--- Work order ---
Below, find each line holding "skate" and state how many there are, using the number alone.

(Collected data entries)
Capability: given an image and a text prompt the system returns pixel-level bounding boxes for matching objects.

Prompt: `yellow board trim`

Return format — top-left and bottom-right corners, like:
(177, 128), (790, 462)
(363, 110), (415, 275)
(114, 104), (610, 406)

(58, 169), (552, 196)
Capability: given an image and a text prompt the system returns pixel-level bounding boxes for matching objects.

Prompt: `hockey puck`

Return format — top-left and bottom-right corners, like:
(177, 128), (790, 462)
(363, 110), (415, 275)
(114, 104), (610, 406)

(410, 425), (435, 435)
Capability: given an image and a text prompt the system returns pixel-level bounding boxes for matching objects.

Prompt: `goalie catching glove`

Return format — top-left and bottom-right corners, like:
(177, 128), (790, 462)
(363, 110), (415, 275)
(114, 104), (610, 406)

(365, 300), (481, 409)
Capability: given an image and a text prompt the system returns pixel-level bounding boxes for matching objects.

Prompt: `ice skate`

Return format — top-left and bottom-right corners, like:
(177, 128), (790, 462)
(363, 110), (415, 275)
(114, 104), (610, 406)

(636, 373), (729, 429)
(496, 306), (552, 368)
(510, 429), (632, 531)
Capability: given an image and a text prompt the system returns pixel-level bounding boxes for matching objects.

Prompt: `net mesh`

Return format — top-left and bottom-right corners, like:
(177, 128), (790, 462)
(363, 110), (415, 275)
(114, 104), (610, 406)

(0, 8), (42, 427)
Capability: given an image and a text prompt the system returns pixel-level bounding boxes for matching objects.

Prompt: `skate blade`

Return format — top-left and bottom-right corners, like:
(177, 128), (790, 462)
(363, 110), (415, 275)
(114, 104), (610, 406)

---

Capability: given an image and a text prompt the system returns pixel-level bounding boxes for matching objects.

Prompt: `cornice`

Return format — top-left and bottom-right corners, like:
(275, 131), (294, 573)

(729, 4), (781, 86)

---

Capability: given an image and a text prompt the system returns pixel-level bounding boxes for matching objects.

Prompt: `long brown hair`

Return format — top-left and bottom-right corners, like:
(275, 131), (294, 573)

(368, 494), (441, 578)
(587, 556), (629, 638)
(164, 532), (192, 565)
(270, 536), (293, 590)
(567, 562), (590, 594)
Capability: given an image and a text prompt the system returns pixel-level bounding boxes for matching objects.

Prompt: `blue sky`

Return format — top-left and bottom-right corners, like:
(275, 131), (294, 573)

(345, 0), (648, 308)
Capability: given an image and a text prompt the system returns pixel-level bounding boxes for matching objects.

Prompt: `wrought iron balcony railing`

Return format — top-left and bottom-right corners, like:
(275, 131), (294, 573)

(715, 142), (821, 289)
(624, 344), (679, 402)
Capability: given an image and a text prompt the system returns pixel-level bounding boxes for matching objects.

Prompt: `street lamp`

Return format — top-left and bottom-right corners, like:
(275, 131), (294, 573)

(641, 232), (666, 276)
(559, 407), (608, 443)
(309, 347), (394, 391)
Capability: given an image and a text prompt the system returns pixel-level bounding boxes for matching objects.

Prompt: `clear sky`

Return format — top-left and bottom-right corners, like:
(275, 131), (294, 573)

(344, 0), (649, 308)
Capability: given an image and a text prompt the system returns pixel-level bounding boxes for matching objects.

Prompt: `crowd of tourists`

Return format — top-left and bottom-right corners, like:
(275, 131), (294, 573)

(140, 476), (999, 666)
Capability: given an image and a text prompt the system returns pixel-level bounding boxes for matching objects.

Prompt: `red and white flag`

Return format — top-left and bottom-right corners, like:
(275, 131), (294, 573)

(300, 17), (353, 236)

--- Reply ---
2